Required work
Whatever the records say, give every one of them again exactly.

Exercise data
★ ★ ★
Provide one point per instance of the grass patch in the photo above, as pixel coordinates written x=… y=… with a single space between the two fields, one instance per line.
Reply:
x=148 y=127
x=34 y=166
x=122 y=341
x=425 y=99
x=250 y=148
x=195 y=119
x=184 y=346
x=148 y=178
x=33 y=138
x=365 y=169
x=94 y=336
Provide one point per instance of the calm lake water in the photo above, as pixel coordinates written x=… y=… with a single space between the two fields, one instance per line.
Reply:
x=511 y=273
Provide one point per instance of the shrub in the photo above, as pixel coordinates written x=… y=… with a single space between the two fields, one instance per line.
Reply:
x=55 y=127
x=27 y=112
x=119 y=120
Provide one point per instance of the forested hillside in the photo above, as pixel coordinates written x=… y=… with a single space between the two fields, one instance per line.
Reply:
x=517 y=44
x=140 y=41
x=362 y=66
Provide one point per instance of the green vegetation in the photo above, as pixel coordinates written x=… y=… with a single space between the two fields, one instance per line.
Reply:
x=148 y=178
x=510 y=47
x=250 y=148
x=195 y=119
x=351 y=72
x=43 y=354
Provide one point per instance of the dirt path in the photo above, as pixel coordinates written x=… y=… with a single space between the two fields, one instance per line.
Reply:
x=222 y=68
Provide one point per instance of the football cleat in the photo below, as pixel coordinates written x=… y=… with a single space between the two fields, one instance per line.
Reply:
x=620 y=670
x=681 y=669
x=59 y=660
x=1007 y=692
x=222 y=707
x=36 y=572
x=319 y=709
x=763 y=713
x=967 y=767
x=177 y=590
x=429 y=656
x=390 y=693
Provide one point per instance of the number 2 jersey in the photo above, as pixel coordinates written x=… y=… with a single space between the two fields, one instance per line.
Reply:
★ ★ ★
Problem solution
Provide one point per instance of the grass patch in the photo above, as pixel coordinates written x=… y=… with a single space between the two fields, one instance per line.
Reply:
x=148 y=127
x=34 y=166
x=122 y=341
x=425 y=99
x=250 y=148
x=195 y=119
x=184 y=346
x=148 y=178
x=33 y=138
x=365 y=169
x=94 y=336
Provide one point per instance of the calm lake water in the photo above, as pixel coordinates written x=… y=… with a single space between the two fields, one instance per line.
Reply:
x=511 y=273
Provide one point per instance of the shrub in the photo above, as pixel coordinates written x=… y=… with a single space between the two fields, one instance per line.
Reply:
x=55 y=127
x=27 y=112
x=119 y=120
Provide one point per instance of the forested hillside in the photo above, as pixel coordinates written x=… y=… with a single space between the two fields, one instance per line.
Reply:
x=517 y=44
x=140 y=41
x=362 y=66
Provide one point per instance of the green vegetation in the photo above, as pixel coordinates written x=… y=… with a single space between the two fields, one instance per line.
Reply:
x=148 y=178
x=510 y=47
x=250 y=148
x=195 y=119
x=351 y=72
x=43 y=354
Provide one point per instance of the dirt path in the photo above, as pixel coordinates written x=… y=… with a single space between the two fields, one instance per line.
Reply:
x=222 y=68
Provide one point per instance of the football cleat in the photo below, as pixel coordinates written x=… y=… with a single space between the two fields, one instance per line.
Reply:
x=620 y=670
x=681 y=669
x=59 y=660
x=1007 y=692
x=222 y=707
x=36 y=572
x=319 y=709
x=763 y=713
x=967 y=767
x=177 y=590
x=429 y=656
x=390 y=693
Provide one point per instance of the number 2 jersey in the photo above, as pixel coordinates written x=… y=… with a single space between the two fields, one instance per line.
Reply:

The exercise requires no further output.